Serie di esercizi:
A. In base al testo sul ricorso, perché il giudice dà atto della sussistenza dei presupposti per il versamento dell'ulteriore contributo unificato? Rispondi in una-tre frasi.
B. Continua il testo sul ricorso a partire dalla sua ultima frase.

Testo fornito:
4. quanto premesso rende assorbito sia il profilo, pur incertamente contestato, della veste formale societaria quale preclusiva al riconoscimento della causa di prelazione, sia il secondo motivo in punto di spese, avendo il giudice fatto piana applicazione del criterio della soccombenza (Cass. 24502/2017); nè, sul punto, soccorre il richiamo alla formazione di indirizzo di legittimità del 2013, avendo esso integrato solo una delle rationes decidendi, senza intaccare l’autonoma reiezione per difetto di coerenza con il parametro codicistico citato, orientamento consolidato e non nuovo;

5. il ricorso va, pertanto, dichiarato inammissibile, con ogni statuizione condannatoria avendo riguardo al principio della soccombenza. Si dà atto inoltre – mancando ogni discrezionalità al riguardo (cfr., tra le prime: Cass. 14/03/2014, n. 5955; tra molte altre: Cass., Sez., U. 27/11/2015, n. 24245; Cass., Sez., U. 20/06/2017, n. 15279) – della sussistenza dei presupposti per l’applicazione del D.P.R. 30 maggio 2002, n. 115, art. 13, comma 1- quater, inserito dalla L. 24 dicembre 2012, n. 228, art. 1, comma 17, in tema di contributo unificato per i gradi o i giudizi di impugnazione: norma in forza della quale il giudice dell’impugnazione è vincolato, pronunziando il provvedimento che definisce quest’ultima, a dare atto della sussistenza dei presupposti (rigetto integrale o inammissibilità o improcedibilità dell’impugnazione) per il versamento, da parte dell’impugnante soccombente, dell’ulteriore importo a titolo di contributo unificato pari a quello dovuto per l’impugnazione proposta, a norma del detto art. 13, comma 1-bis.

Righe di dati:
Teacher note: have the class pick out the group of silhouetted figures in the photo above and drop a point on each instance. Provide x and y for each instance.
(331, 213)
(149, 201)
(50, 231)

Risposte in ordine:
A. Il ricorso è dichiarato inammissibile, e l'art. 13, comma 1-quater, del D.P.R. n. 115 del 2002 vincola il giudice dell'impugnazione a dare atto dei presupposti quando l'impugnazione è rigettata integralmente, inammissibile o improcedibile. Per questo al riguardo manca ogni discrezionalità.

B.
P.Q.M.

La Corte dichiara inammissibile il ricorso. Condanna il ricorrente al pagamento delle spese del presente giudizio, liquidate in favore del controricorrente in Euro 3.000, per compensi ed Euro 100 per esborsi, oltre oneri accessori di legge. Ai sensi del D.P.R. n. 115 del 2002, art. 13, comma 1 quater, inserito dalla L. n. 228 del 2012, art. 1, comma 17, dà atto della sussistenza dei presupposti per il versamento, da parte del ricorrente, dell’ulteriore importo a titolo di contributo unificato pari a quello, ove dovuto, per il ricorso principale, giusta lo stesso art. 13, comma 1-bis.

Così deciso in Roma, nella Camera di consiglio, il 12 dicembre 2019.